Reading text:
□ □ □ □ □

Relational Factor Modeling: A New Framework for Statistical Relational Learning

PhD Thesis Proposal Defence


Title: "Relational Factor Modeling: A New Framework for Statistical Relational 
Learning"

by

Mr. Wujun Li


Abstract:

To simplify the modeling procedure, traditional statistical machine learning 
methods always assume that the instances are independent and identically 
distributed (i.i.d.). However, it is not uncommon for some real-world data, 
such as web pages and research papers, to contain relations (links) between the 
instances. Different instances in such data are correlated (linked) with each 
other, which implies that the common i.i.d. assumption is unreasonable for such 
relational data. Hence, naively applying traditional statistical learning 
methods to relational data may lead to misleading conclusion about the data.

Because relational data widely exist in a large variety of application areas, 
such as web mining, social network analysis, bioinformatics, and marketing, 
recently many researchers have started to propose novel methods, called 
statistical relational learning (SRL) methods, to model relational data. The 
existing mainstream SRL models extend traditional graphical models, such as 
Bayesian networks and Markov networks, by eliminating their underlying i.i.d.

□ □ □ □ □

Recorded information:
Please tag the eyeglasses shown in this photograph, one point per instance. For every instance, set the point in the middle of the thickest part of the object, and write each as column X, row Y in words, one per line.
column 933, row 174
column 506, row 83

□ □ □ □ □

Actions to take:
• A. Answer these questions from the relational factor modeling abstract:
(i) What assumption do traditional statistical machine learning methods make about instances?
(ii) Which two kinds of real-world data does the abstract give as examples of data with links between instances?
(iii) Which traditional graphical models do the existing mainstream SRL models extend?
• B. Continue the relational factor modeling abstract from the point where it stops.
The material has no connection to the thesis abstract on relational factor modeling.

Expected outputs:
• A.
(i) They assume the instances are independent and identically distributed (i.i.d.).
(ii) Web pages and research papers.
(iii) Bayesian networks and Markov networks.

• B.
assumption. Some typical examples of such SRL models include relational 
Bayesian networks, relational Markov networks, and Markov logic networks. 
Because the dependency structure in relational data is typically very complex, 
structure learning for these relational graphical models is often very 
time-consuming or even impossible. Hence, it might be impractical to apply 
these models to large-scale relational data sets.

In this proposal, we propose a new SRL framework, called relational factor 
modeling, by extending traditional latent variable modeling and factor analysis 
to relational domains. Based on our framework, a series of novel SRL models, 
called relational factor models (RFMs), are proposed for SRL. One promising 
advantage of our RFMs is that there is no need for the time-consuming structure 
learning at all and the time complexity of most of them is linear to the number 
of observed links in the data. This implies that our RFMs can be used to model 
large-scale data sets. Experimental results show that our models can achieve 
state-of-the-art performance in many real-world applications such as 
linked-document classification.


Date:  			Monday, 26 April 2010

Time:           	4:00pm - 6:00pm

Venue:          	Room 5506
 			lifts 25/26

Committee Members:	Prof. Dit-Yan Yeung (Supervisor)
 			Dr. James Kwok (Chairperson)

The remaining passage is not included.